#### Required task:
Repeat the records below word for word, but start at the line that contains "trace the outline of every instance of the <item>black", stop after the last line, and include nothing else.

*****

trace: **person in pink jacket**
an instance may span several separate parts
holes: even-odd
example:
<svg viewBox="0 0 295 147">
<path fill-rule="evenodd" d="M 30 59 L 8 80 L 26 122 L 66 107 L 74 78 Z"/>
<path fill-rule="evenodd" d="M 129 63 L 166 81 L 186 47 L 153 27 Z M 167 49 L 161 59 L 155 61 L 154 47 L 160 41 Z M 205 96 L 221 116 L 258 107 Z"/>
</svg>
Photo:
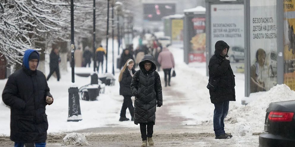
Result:
<svg viewBox="0 0 295 147">
<path fill-rule="evenodd" d="M 168 86 L 170 86 L 170 79 L 171 78 L 171 69 L 174 68 L 175 64 L 174 58 L 172 53 L 167 47 L 164 47 L 163 50 L 160 53 L 158 58 L 158 61 L 161 65 L 164 71 L 164 79 L 165 81 L 165 87 L 167 87 L 167 75 L 168 75 Z"/>
</svg>

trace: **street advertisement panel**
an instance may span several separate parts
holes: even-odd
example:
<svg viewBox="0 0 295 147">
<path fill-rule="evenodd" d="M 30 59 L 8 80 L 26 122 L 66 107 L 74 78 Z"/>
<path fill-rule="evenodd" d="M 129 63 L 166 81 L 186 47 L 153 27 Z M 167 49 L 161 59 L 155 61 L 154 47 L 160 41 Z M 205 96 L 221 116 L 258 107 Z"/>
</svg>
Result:
<svg viewBox="0 0 295 147">
<path fill-rule="evenodd" d="M 206 20 L 205 17 L 188 17 L 189 62 L 206 62 Z"/>
<path fill-rule="evenodd" d="M 250 1 L 250 93 L 277 84 L 276 0 Z"/>
<path fill-rule="evenodd" d="M 147 21 L 160 21 L 162 17 L 175 14 L 175 3 L 143 4 L 143 19 Z"/>
<path fill-rule="evenodd" d="M 170 19 L 169 19 L 164 20 L 164 34 L 165 36 L 170 36 L 171 33 Z"/>
<path fill-rule="evenodd" d="M 183 43 L 183 21 L 182 19 L 172 19 L 171 21 L 172 39 L 172 43 Z"/>
<path fill-rule="evenodd" d="M 284 1 L 284 83 L 295 90 L 295 0 Z"/>
<path fill-rule="evenodd" d="M 216 42 L 224 41 L 230 46 L 228 59 L 233 71 L 243 73 L 243 64 L 234 63 L 243 62 L 244 59 L 244 5 L 212 4 L 211 8 L 211 55 Z"/>
</svg>

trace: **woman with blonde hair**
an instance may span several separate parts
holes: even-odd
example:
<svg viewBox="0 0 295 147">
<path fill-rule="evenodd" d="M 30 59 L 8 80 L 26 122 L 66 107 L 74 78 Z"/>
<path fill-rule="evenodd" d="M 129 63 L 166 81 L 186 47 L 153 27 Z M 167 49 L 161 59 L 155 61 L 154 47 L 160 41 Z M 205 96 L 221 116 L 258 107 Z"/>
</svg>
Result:
<svg viewBox="0 0 295 147">
<path fill-rule="evenodd" d="M 131 97 L 133 94 L 131 91 L 130 85 L 133 74 L 135 70 L 133 68 L 134 65 L 133 60 L 129 59 L 123 66 L 119 75 L 119 81 L 120 83 L 120 95 L 123 95 L 124 100 L 120 114 L 119 121 L 127 121 L 129 119 L 126 118 L 126 109 L 128 108 L 131 115 L 131 121 L 133 121 L 134 116 L 134 107 L 132 104 Z"/>
</svg>

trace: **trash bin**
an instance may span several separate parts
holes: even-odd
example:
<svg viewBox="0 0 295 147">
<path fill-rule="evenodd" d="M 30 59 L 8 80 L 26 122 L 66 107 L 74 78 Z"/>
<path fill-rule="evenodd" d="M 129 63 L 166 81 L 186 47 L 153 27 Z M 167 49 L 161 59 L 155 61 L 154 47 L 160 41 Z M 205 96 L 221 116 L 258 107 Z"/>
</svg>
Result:
<svg viewBox="0 0 295 147">
<path fill-rule="evenodd" d="M 107 77 L 106 78 L 106 82 L 105 83 L 105 84 L 106 84 L 106 85 L 109 86 L 111 85 L 111 82 L 112 81 L 112 78 L 110 77 Z"/>
<path fill-rule="evenodd" d="M 90 101 L 96 100 L 98 89 L 98 87 L 96 86 L 95 85 L 90 85 L 87 86 L 87 90 L 88 91 L 88 96 Z"/>
<path fill-rule="evenodd" d="M 96 73 L 94 73 L 91 75 L 91 81 L 90 82 L 90 84 L 93 85 L 98 84 L 98 77 L 97 76 L 97 74 Z"/>
</svg>

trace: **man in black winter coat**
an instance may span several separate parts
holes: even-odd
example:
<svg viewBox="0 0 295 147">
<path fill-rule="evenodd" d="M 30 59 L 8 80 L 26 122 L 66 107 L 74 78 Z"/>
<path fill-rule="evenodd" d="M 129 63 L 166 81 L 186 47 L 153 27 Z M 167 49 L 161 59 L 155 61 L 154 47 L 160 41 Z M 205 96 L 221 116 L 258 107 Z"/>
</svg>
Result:
<svg viewBox="0 0 295 147">
<path fill-rule="evenodd" d="M 49 67 L 50 71 L 49 74 L 47 76 L 46 80 L 48 81 L 50 76 L 53 73 L 55 72 L 56 74 L 57 81 L 59 81 L 59 64 L 60 63 L 61 59 L 59 54 L 58 49 L 55 48 L 53 49 L 50 53 L 50 62 L 49 64 Z"/>
<path fill-rule="evenodd" d="M 224 119 L 228 111 L 229 101 L 236 101 L 235 75 L 230 65 L 230 61 L 225 59 L 229 46 L 223 41 L 215 44 L 214 55 L 210 59 L 209 82 L 214 87 L 209 89 L 211 103 L 215 109 L 213 116 L 213 126 L 215 139 L 226 139 L 232 137 L 224 131 Z"/>
<path fill-rule="evenodd" d="M 53 102 L 45 75 L 37 70 L 39 54 L 25 52 L 23 66 L 8 78 L 2 94 L 4 103 L 10 106 L 10 139 L 15 147 L 26 143 L 45 147 L 48 128 L 45 106 Z"/>
<path fill-rule="evenodd" d="M 162 86 L 151 55 L 145 55 L 139 63 L 139 66 L 140 69 L 134 74 L 130 86 L 135 97 L 134 123 L 140 124 L 142 139 L 141 146 L 146 146 L 147 137 L 149 145 L 154 144 L 152 137 L 156 120 L 156 107 L 163 105 Z"/>
<path fill-rule="evenodd" d="M 130 53 L 130 51 L 128 49 L 124 49 L 124 51 L 122 53 L 122 55 L 121 56 L 121 59 L 120 60 L 120 68 L 122 68 L 123 67 L 125 64 L 125 63 L 129 59 L 132 59 L 133 61 L 135 61 L 133 58 L 133 54 Z"/>
</svg>

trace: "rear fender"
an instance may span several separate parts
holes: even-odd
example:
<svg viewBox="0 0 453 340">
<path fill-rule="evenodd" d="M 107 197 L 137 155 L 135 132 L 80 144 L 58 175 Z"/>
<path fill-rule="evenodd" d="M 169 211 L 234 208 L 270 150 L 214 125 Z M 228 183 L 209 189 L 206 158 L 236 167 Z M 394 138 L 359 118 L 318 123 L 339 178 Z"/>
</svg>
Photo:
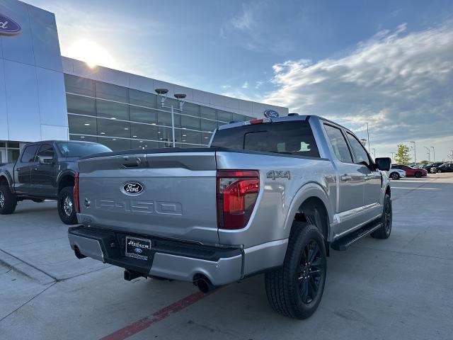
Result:
<svg viewBox="0 0 453 340">
<path fill-rule="evenodd" d="M 294 198 L 291 203 L 291 206 L 289 207 L 289 212 L 285 222 L 285 238 L 288 238 L 289 237 L 292 222 L 294 222 L 296 214 L 298 212 L 299 208 L 300 208 L 302 204 L 308 198 L 313 197 L 320 199 L 326 207 L 328 221 L 328 225 L 327 226 L 327 241 L 330 239 L 331 225 L 333 222 L 334 215 L 333 209 L 332 209 L 327 193 L 321 185 L 316 182 L 307 183 L 306 184 L 303 186 L 294 196 Z"/>
<path fill-rule="evenodd" d="M 0 171 L 0 178 L 6 178 L 6 181 L 8 182 L 8 186 L 12 191 L 13 190 L 13 183 L 14 183 L 13 178 L 11 178 L 11 174 L 7 171 Z"/>
</svg>

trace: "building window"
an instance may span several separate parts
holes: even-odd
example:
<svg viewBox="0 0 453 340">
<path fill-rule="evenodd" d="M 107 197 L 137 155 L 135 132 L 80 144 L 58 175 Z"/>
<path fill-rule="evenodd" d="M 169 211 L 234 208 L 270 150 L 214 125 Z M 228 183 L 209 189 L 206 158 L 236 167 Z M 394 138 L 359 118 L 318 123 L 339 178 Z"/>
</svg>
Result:
<svg viewBox="0 0 453 340">
<path fill-rule="evenodd" d="M 173 146 L 171 110 L 161 108 L 156 94 L 68 74 L 65 81 L 71 140 L 98 142 L 113 150 Z M 254 119 L 193 103 L 185 103 L 180 112 L 173 98 L 165 105 L 174 108 L 178 147 L 205 147 L 217 126 Z"/>
</svg>

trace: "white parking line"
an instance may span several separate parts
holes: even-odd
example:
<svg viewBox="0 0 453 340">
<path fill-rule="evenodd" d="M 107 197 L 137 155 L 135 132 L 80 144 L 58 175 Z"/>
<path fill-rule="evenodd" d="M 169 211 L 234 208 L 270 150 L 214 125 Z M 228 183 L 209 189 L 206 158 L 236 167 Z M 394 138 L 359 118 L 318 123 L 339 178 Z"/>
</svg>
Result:
<svg viewBox="0 0 453 340">
<path fill-rule="evenodd" d="M 392 189 L 414 189 L 414 190 L 440 190 L 438 188 L 404 188 L 402 186 L 392 186 Z"/>
</svg>

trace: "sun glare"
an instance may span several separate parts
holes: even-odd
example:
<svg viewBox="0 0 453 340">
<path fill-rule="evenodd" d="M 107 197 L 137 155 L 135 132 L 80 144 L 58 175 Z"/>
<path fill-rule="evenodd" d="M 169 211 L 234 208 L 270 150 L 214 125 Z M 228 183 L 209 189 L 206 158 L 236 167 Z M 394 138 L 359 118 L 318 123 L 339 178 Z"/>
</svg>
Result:
<svg viewBox="0 0 453 340">
<path fill-rule="evenodd" d="M 67 57 L 85 62 L 91 68 L 97 65 L 112 69 L 118 67 L 113 57 L 107 50 L 86 39 L 74 42 L 63 54 Z"/>
</svg>

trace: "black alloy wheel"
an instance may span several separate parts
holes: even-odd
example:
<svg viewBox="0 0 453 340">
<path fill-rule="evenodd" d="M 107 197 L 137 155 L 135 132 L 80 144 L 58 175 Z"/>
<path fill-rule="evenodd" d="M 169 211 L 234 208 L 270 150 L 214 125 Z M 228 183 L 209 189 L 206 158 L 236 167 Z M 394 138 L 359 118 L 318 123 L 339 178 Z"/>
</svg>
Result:
<svg viewBox="0 0 453 340">
<path fill-rule="evenodd" d="M 384 211 L 381 217 L 381 227 L 371 233 L 372 237 L 375 239 L 388 239 L 391 233 L 392 208 L 391 200 L 389 194 L 384 198 Z"/>
<path fill-rule="evenodd" d="M 316 241 L 310 239 L 301 254 L 297 278 L 303 303 L 309 305 L 316 298 L 324 273 L 323 269 L 321 248 Z"/>
</svg>

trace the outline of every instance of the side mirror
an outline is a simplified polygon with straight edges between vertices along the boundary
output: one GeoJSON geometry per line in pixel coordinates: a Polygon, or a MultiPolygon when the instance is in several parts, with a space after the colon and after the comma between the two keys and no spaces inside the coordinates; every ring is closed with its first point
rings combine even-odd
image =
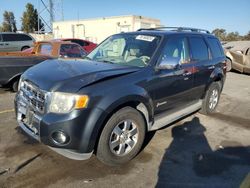
{"type": "Polygon", "coordinates": [[[179,65],[180,65],[180,58],[171,57],[163,59],[157,66],[157,68],[160,70],[176,69],[179,65]]]}

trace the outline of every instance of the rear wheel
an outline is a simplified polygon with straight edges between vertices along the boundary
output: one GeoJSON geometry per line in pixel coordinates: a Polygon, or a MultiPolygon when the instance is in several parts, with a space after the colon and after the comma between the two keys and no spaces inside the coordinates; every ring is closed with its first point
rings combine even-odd
{"type": "Polygon", "coordinates": [[[212,83],[207,92],[206,96],[202,101],[202,108],[200,113],[202,114],[212,114],[215,112],[216,107],[219,103],[221,93],[221,84],[219,82],[212,83]]]}
{"type": "Polygon", "coordinates": [[[107,165],[119,165],[136,156],[145,137],[145,122],[136,109],[125,107],[117,111],[103,128],[97,158],[107,165]]]}
{"type": "Polygon", "coordinates": [[[226,66],[227,66],[227,72],[230,72],[232,70],[232,61],[229,58],[227,58],[226,66]]]}

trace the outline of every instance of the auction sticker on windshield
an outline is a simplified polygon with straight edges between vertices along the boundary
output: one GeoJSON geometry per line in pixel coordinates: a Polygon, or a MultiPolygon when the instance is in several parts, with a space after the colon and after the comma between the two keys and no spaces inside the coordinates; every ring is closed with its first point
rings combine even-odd
{"type": "Polygon", "coordinates": [[[148,36],[148,35],[138,35],[136,37],[137,40],[144,40],[144,41],[148,41],[148,42],[152,42],[155,37],[152,37],[152,36],[148,36]]]}

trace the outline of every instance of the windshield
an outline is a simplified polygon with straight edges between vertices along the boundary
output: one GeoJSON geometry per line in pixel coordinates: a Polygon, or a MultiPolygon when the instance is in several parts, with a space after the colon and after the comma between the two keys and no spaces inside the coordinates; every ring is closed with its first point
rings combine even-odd
{"type": "Polygon", "coordinates": [[[145,67],[159,42],[159,36],[114,35],[94,49],[87,58],[105,63],[145,67]]]}

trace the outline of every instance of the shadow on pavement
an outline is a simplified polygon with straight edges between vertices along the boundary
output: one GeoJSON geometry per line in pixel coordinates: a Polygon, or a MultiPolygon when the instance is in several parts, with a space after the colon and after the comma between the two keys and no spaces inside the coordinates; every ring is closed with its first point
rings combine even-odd
{"type": "Polygon", "coordinates": [[[213,151],[206,128],[195,117],[172,129],[156,187],[239,187],[250,172],[250,147],[221,146],[213,151]]]}

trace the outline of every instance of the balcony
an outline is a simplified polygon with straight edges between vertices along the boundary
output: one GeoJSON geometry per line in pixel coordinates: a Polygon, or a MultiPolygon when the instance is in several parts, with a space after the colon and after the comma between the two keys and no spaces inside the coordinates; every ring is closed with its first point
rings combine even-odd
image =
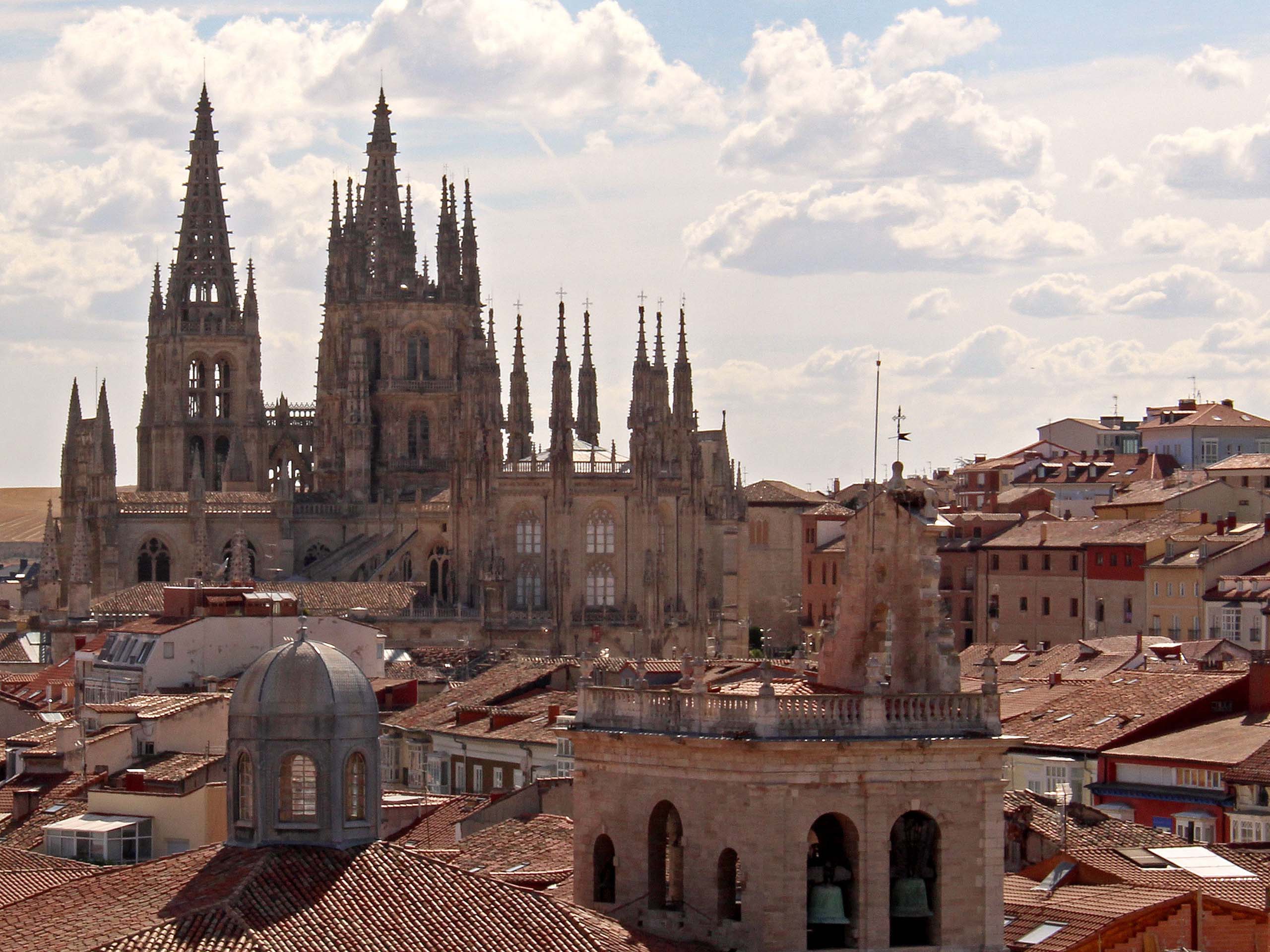
{"type": "Polygon", "coordinates": [[[381,377],[371,383],[373,393],[453,393],[453,377],[428,377],[427,380],[405,380],[381,377]]]}
{"type": "Polygon", "coordinates": [[[992,737],[1001,734],[1001,708],[994,693],[738,697],[579,684],[573,730],[771,740],[992,737]]]}

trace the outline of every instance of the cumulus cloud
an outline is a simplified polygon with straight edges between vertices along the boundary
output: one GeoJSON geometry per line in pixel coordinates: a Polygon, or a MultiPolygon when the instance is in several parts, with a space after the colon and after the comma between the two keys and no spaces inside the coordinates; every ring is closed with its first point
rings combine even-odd
{"type": "Polygon", "coordinates": [[[615,0],[577,15],[559,0],[385,0],[342,27],[240,17],[203,38],[198,25],[131,6],[67,25],[39,90],[0,118],[42,129],[57,114],[72,138],[83,126],[130,138],[159,116],[187,114],[206,58],[216,103],[263,123],[274,146],[307,146],[329,135],[330,116],[363,110],[381,69],[413,114],[556,124],[608,114],[639,129],[723,121],[719,91],[668,61],[615,0]]]}
{"type": "Polygon", "coordinates": [[[1214,317],[1243,314],[1256,300],[1212,272],[1177,264],[1163,272],[1096,291],[1083,274],[1046,274],[1010,296],[1010,307],[1031,317],[1126,314],[1139,317],[1214,317]]]}
{"type": "Polygon", "coordinates": [[[1270,122],[1226,129],[1191,127],[1156,136],[1147,156],[1163,184],[1200,198],[1257,198],[1270,194],[1270,122]]]}
{"type": "Polygon", "coordinates": [[[747,192],[690,225],[690,254],[766,274],[977,269],[1096,250],[1053,199],[1015,182],[937,185],[908,180],[847,190],[747,192]]]}
{"type": "Polygon", "coordinates": [[[1034,174],[1048,161],[1044,123],[1007,118],[951,74],[899,75],[994,36],[987,20],[913,11],[872,47],[848,34],[834,62],[806,20],[759,29],[743,63],[747,116],[724,140],[720,162],[815,176],[1034,174]],[[923,37],[933,43],[928,50],[921,48],[923,37]]]}
{"type": "Polygon", "coordinates": [[[956,56],[974,52],[1001,36],[987,17],[949,17],[937,8],[899,14],[869,52],[875,76],[888,79],[928,70],[956,56]]]}
{"type": "Polygon", "coordinates": [[[1205,89],[1219,86],[1247,86],[1252,83],[1250,66],[1236,50],[1209,46],[1177,63],[1177,72],[1205,89]]]}
{"type": "Polygon", "coordinates": [[[1085,274],[1046,274],[1010,296],[1010,310],[1029,317],[1096,314],[1101,307],[1101,296],[1085,274]]]}
{"type": "Polygon", "coordinates": [[[1147,254],[1185,254],[1203,258],[1228,272],[1270,270],[1270,222],[1257,228],[1209,225],[1203,218],[1157,215],[1138,218],[1120,240],[1147,254]]]}
{"type": "Polygon", "coordinates": [[[1106,155],[1090,166],[1090,178],[1085,183],[1088,192],[1113,192],[1133,185],[1142,176],[1142,166],[1137,162],[1125,165],[1114,155],[1106,155]]]}
{"type": "Polygon", "coordinates": [[[947,288],[931,288],[908,302],[904,316],[911,321],[942,321],[961,308],[947,288]]]}

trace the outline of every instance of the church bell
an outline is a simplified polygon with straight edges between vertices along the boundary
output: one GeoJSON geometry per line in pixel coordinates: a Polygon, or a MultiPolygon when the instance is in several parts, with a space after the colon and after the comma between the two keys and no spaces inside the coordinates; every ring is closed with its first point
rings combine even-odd
{"type": "Polygon", "coordinates": [[[926,880],[906,876],[890,887],[890,914],[895,919],[927,919],[931,911],[926,880]]]}
{"type": "Polygon", "coordinates": [[[806,910],[808,925],[848,925],[847,910],[842,905],[842,887],[818,882],[812,887],[806,910]]]}

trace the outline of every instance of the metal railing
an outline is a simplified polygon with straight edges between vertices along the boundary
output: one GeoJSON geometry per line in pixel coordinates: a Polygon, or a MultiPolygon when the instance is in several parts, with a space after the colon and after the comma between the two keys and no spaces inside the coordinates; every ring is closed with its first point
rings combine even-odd
{"type": "Polygon", "coordinates": [[[770,739],[997,736],[1001,708],[996,693],[747,697],[579,685],[573,729],[770,739]]]}

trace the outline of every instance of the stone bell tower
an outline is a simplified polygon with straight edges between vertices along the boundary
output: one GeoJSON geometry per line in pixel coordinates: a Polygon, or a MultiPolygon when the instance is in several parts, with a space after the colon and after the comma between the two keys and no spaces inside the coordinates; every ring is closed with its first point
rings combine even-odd
{"type": "Polygon", "coordinates": [[[1007,744],[994,669],[950,679],[937,527],[897,480],[848,522],[813,693],[579,682],[578,902],[721,949],[1002,947],[1007,744]]]}

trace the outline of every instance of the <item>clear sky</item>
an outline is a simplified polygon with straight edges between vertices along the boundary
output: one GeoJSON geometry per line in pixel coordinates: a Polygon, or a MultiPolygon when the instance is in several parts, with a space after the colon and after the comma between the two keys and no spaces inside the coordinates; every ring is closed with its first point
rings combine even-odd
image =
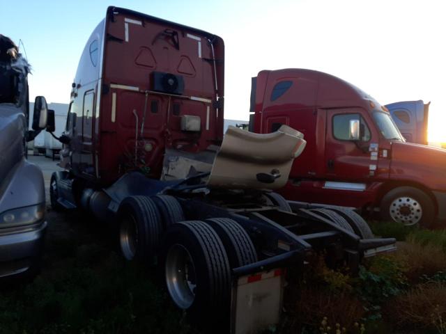
{"type": "MultiPolygon", "coordinates": [[[[90,33],[107,6],[219,35],[225,117],[247,119],[252,77],[300,67],[339,77],[382,104],[431,101],[429,138],[446,141],[446,3],[436,0],[1,0],[0,33],[24,42],[30,98],[68,103],[90,33]],[[445,3],[445,4],[443,4],[445,3]]],[[[23,53],[23,48],[20,50],[23,53]]]]}

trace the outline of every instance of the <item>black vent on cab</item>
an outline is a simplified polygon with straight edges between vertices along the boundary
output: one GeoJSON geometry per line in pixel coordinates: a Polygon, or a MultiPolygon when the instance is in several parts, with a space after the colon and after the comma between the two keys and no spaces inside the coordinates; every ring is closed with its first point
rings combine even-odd
{"type": "Polygon", "coordinates": [[[153,72],[152,85],[152,89],[157,92],[178,95],[184,92],[184,79],[181,75],[164,72],[153,72]]]}

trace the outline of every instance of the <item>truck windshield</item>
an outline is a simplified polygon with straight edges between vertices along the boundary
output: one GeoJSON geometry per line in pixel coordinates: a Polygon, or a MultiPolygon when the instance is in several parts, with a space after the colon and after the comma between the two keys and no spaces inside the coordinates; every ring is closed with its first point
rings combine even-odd
{"type": "Polygon", "coordinates": [[[375,122],[384,138],[389,140],[404,141],[401,134],[390,115],[380,111],[375,111],[373,115],[375,122]]]}

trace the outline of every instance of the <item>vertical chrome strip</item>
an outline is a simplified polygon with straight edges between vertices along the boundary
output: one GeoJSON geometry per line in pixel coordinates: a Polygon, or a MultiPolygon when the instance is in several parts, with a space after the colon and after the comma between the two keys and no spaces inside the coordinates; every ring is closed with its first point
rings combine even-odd
{"type": "Polygon", "coordinates": [[[112,94],[112,122],[116,120],[116,93],[112,94]]]}
{"type": "Polygon", "coordinates": [[[128,23],[124,23],[124,31],[125,31],[125,42],[128,42],[128,23]]]}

*****

#### Finished exercise:
trace the outline of every instance of the <item>black vent on cab</item>
an outline is a simplified polygon with straight edges between vertices along the boundary
output: one GeoJSON geometry per line in pixel coordinates: a Polygon, or a MultiPolygon when the instance is in several parts, with a space after the colon and after the comma between the two keys and no spaces inside the coordinates; every ring is closed with its first point
rings combine even-odd
{"type": "Polygon", "coordinates": [[[153,72],[152,85],[152,89],[157,92],[178,95],[184,92],[184,79],[181,75],[164,72],[153,72]]]}

trace the outline of every instance of the <item>truck windshield</item>
an outline is a simplified polygon with straight edges between vertices along the boundary
output: one GeoJSON geometry per line in pixel coordinates: a Polygon, or a MultiPolygon when the instance is in several parts, with a space after the colon and after the comma between the two keys and no spaces inside the coordinates; every ring is closed with its first point
rings combine even-odd
{"type": "Polygon", "coordinates": [[[375,122],[384,138],[389,140],[404,141],[401,134],[390,115],[380,111],[375,111],[373,115],[375,122]]]}

trace the outline of every instance of the <item>vertical chrome strip</item>
an outline is a simplified polygon with straight edges between vertices along the boundary
output: one GeoJSON geometry per line in pixel coordinates: a Polygon, or a MultiPolygon when the instance is in several parts, with a space after the colon and after the comma between the two keys and no spaces inside the coordinates; every ring is closed with its first point
rings combine even-odd
{"type": "Polygon", "coordinates": [[[112,94],[112,122],[116,120],[116,93],[112,94]]]}
{"type": "Polygon", "coordinates": [[[128,23],[124,23],[124,31],[125,31],[125,42],[128,42],[128,23]]]}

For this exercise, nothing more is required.